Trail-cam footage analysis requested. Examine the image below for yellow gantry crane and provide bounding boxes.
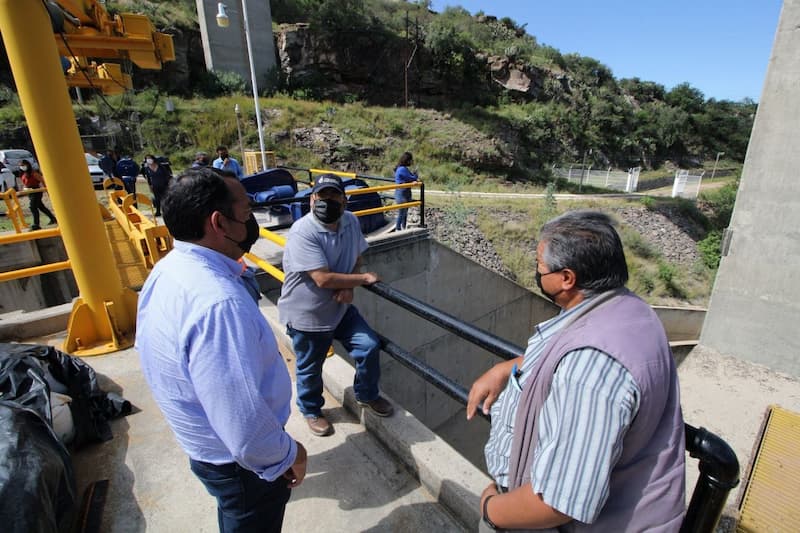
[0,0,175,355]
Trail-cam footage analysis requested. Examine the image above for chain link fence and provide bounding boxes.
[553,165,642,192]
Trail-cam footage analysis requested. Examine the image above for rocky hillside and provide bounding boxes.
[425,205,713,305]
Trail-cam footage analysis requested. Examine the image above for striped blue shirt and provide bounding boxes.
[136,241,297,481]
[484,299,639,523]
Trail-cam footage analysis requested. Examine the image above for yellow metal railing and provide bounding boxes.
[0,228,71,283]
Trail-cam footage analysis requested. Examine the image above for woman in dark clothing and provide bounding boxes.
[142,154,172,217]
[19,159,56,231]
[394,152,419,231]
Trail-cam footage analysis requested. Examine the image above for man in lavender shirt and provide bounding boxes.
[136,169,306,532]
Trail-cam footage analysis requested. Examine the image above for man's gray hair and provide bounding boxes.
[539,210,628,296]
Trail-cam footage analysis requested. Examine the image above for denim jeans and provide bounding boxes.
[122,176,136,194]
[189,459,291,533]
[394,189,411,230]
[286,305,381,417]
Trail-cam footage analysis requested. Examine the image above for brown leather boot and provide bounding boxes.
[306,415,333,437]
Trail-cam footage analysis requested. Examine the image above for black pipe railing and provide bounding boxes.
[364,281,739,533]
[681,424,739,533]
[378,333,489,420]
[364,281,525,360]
--
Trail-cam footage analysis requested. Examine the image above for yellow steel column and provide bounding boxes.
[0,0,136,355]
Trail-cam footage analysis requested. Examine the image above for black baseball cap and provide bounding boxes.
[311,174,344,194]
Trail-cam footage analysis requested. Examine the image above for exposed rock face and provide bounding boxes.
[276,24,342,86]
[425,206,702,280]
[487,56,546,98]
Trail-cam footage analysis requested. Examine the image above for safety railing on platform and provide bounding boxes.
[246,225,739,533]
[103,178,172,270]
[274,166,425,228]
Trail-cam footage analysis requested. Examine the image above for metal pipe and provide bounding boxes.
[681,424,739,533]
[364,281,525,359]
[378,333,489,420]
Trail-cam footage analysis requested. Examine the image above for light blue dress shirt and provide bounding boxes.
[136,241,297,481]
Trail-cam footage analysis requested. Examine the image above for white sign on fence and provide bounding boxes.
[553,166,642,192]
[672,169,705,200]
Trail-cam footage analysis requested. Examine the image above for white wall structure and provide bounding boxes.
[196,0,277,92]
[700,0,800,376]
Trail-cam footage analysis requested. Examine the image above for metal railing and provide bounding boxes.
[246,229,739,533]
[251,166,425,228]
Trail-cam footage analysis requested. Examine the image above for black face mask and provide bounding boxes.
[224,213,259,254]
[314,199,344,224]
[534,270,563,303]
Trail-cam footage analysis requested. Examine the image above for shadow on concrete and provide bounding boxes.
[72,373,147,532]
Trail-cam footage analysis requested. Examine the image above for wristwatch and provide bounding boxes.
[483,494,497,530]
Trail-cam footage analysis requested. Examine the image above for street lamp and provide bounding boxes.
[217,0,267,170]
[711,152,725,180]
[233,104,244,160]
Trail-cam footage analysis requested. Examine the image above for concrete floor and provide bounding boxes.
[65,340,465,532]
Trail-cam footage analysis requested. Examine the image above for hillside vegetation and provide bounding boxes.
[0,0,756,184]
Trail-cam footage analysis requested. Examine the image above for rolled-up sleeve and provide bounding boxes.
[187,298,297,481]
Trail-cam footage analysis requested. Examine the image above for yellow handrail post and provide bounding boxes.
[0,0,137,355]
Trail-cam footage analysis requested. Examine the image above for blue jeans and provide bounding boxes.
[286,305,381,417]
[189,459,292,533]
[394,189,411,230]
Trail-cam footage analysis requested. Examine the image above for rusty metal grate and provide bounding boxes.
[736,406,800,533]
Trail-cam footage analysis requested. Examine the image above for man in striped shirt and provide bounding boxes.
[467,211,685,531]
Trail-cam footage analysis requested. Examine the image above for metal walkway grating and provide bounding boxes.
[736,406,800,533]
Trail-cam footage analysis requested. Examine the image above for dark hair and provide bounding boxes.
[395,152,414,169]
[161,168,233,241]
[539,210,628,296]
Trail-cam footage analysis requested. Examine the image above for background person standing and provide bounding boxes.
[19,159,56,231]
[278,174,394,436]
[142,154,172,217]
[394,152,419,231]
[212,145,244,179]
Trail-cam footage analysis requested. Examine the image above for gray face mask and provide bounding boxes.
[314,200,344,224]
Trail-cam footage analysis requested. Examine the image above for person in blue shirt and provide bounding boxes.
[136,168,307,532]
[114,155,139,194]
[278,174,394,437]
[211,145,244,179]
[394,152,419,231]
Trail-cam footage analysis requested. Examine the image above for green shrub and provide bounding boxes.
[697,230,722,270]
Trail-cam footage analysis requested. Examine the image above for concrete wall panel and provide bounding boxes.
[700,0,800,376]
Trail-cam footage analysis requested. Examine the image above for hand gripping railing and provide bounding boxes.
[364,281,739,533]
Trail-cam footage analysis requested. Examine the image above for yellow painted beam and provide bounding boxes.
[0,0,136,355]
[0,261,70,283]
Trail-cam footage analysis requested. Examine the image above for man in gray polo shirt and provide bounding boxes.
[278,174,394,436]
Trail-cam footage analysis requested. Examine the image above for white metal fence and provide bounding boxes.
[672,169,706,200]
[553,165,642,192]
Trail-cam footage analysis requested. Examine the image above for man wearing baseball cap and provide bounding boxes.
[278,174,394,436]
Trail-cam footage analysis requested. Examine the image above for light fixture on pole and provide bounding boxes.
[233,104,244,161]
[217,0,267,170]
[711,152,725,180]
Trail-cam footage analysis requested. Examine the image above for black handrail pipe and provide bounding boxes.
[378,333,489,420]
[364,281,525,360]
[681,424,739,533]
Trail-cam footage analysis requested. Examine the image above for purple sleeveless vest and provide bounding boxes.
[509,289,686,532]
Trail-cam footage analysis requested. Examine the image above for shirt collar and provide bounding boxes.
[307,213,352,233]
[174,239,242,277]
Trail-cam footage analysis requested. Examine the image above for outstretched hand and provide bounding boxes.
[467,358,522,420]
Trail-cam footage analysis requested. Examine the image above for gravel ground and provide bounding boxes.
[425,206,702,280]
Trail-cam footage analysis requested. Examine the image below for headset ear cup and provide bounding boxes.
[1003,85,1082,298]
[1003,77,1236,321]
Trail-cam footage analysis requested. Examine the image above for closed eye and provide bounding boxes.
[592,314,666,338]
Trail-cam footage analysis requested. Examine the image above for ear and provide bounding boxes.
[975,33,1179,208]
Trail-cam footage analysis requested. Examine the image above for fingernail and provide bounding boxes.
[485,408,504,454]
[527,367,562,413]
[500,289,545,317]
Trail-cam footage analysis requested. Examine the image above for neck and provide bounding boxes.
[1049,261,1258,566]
* * *
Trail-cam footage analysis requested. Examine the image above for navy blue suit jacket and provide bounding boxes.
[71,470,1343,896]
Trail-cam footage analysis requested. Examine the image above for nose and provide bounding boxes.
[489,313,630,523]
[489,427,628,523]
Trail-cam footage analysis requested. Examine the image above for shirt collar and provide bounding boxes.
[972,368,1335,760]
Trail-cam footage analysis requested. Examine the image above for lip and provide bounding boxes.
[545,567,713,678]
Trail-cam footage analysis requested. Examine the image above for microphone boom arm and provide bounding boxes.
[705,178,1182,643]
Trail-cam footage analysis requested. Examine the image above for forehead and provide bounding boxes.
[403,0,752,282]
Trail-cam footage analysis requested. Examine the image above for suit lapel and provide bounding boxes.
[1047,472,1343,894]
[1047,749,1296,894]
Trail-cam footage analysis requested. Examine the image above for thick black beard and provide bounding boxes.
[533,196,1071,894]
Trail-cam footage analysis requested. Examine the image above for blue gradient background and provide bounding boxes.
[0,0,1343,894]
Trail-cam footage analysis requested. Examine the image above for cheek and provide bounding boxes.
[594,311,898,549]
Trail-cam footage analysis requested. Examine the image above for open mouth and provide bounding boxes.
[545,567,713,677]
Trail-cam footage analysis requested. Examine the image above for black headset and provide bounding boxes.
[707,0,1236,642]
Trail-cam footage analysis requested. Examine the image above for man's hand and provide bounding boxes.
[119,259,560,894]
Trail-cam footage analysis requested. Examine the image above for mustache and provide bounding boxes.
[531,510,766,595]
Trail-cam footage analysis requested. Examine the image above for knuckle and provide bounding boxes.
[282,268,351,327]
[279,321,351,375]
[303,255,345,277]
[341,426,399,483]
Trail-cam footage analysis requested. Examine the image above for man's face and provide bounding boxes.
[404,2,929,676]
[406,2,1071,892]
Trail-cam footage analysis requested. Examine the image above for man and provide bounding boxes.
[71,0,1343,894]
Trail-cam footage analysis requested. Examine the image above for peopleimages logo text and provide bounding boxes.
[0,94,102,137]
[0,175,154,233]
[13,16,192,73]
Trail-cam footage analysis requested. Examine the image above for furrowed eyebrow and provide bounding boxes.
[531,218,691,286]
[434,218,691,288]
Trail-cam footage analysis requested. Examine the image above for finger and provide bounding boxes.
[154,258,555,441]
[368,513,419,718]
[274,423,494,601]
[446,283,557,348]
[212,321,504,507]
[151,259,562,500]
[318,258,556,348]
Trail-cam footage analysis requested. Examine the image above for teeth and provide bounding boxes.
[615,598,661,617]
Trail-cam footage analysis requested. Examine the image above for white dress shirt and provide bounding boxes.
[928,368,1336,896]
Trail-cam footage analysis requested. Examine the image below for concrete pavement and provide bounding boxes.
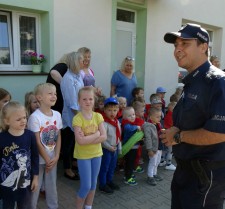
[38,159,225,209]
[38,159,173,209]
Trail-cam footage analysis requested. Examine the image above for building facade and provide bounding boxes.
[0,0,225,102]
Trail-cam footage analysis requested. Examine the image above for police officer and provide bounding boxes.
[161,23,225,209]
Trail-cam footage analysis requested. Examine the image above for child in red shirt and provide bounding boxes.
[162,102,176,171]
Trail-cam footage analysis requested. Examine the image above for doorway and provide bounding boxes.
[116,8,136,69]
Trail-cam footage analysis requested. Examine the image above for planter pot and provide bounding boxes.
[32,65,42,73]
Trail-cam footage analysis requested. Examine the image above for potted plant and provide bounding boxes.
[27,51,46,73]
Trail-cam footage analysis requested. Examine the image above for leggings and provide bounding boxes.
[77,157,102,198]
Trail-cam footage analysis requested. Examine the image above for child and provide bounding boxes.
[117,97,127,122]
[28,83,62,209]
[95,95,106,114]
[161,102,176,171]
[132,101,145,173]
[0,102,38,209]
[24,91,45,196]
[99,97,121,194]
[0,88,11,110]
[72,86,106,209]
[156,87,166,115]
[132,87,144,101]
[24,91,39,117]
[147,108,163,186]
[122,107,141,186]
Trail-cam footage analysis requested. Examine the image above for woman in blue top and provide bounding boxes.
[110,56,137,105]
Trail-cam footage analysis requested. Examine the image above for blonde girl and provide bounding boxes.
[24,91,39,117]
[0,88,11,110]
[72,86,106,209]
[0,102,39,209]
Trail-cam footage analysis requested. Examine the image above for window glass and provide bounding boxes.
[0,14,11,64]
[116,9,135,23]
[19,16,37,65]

- **Set exercise**
Rewrite everything from the row containing "gray face mask and provide bounding boxes." down to the one containing "[314,200,344,224]", swapping "gray face mask" for "white face mask" and leaving the rest unchanged.

- **Result for this task**
Trail-cam footage analysis requested. Examine the image above for white face mask and provide bounding boxes.
[314,200,344,224]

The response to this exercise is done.